### Supplied information

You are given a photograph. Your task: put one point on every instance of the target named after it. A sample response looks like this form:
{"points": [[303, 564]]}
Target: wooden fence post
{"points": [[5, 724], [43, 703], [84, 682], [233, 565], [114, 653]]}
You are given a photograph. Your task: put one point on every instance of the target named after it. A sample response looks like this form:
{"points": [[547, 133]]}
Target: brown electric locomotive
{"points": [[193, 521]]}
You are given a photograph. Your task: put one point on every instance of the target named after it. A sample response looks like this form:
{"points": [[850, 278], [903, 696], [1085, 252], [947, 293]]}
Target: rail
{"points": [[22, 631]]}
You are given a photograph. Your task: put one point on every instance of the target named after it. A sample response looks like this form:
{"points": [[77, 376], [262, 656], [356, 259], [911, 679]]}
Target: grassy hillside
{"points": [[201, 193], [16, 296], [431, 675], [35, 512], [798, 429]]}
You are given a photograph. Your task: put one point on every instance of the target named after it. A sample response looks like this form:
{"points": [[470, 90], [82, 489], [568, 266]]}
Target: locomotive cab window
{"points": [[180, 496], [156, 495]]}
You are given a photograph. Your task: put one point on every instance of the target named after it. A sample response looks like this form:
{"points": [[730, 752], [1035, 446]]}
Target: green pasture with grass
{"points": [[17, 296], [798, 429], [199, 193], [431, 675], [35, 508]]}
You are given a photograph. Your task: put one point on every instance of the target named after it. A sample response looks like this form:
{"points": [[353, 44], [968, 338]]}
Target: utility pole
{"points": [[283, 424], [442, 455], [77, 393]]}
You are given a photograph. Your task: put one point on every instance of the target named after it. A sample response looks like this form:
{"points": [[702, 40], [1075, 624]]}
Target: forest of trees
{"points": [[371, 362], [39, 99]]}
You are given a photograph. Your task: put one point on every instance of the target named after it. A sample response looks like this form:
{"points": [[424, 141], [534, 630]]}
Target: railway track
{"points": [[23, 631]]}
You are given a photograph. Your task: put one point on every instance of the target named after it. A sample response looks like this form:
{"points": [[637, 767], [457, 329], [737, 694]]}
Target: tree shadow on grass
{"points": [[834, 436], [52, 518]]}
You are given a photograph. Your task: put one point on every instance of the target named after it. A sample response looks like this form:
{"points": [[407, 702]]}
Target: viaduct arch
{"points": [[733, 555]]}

### Task statement
The answer must be the full data, repeated word for word.

### Response
You are given a photograph. Your task: put one point on every instance of the target named after it. A sample response looks like this form:
{"points": [[303, 564]]}
Target: wooden fence post
{"points": [[5, 724], [43, 703], [84, 682], [233, 565], [114, 653]]}
You are given a photograph. Your task: put one point on every instance of the target named after it. A sample response looks like this form:
{"points": [[547, 133]]}
Target: brown electric locomotive
{"points": [[193, 521]]}
You are given a photograph. Your task: put one point on every instance of the target named after it. A sample response looks like this form:
{"points": [[850, 278], [903, 696], [1085, 252], [947, 293]]}
Target: rail
{"points": [[22, 631]]}
You are given a photograph. Your task: put one point on every instance of the target named after it. A sample response looks like this form:
{"points": [[77, 376], [262, 656], [356, 259], [911, 679]]}
Target: grassy hillside
{"points": [[201, 193], [16, 296], [431, 675], [35, 512], [798, 429]]}
You are given a photograph. Your task: put one point on every instance of the target named after it. A sample response looks like this form:
{"points": [[470, 90], [82, 489], [568, 266]]}
Target: locomotive cab window
{"points": [[180, 496], [156, 495]]}
You are given a photograph. Your task: put one point on every instance of the target named after it. A sample response looks like this form:
{"points": [[730, 752], [1035, 446]]}
Target: green pasture with grass
{"points": [[17, 296], [798, 429], [199, 193], [431, 675], [35, 508]]}
You are given a photograph. Your task: put one point on every instance of the target named after it. A sample response looks like this form:
{"points": [[353, 44], [968, 338]]}
Target: utility pole
{"points": [[283, 424], [442, 455], [77, 393]]}
You are given a photograph. Your task: put one point on every instance of the target named after it. A sample response looks like this form:
{"points": [[702, 40], [1075, 624]]}
Target: forest of trees
{"points": [[371, 362], [39, 99]]}
You are given a photograph. Your task: put one point on every instance of the target named after it. A sample response looks like this form:
{"points": [[424, 141], [534, 630]]}
Target: railway track
{"points": [[23, 631]]}
You are given a photograph. Your task: put one point on every instance of the target named after it. A sample response looks like this form:
{"points": [[637, 767], [457, 329], [737, 694]]}
Target: tree shadow on grass
{"points": [[834, 436], [52, 518]]}
You are given a photograph. Your task: put one point on every instance of the target named after it. A sample response looks like this form:
{"points": [[407, 702]]}
Target: viaduct arch
{"points": [[733, 555]]}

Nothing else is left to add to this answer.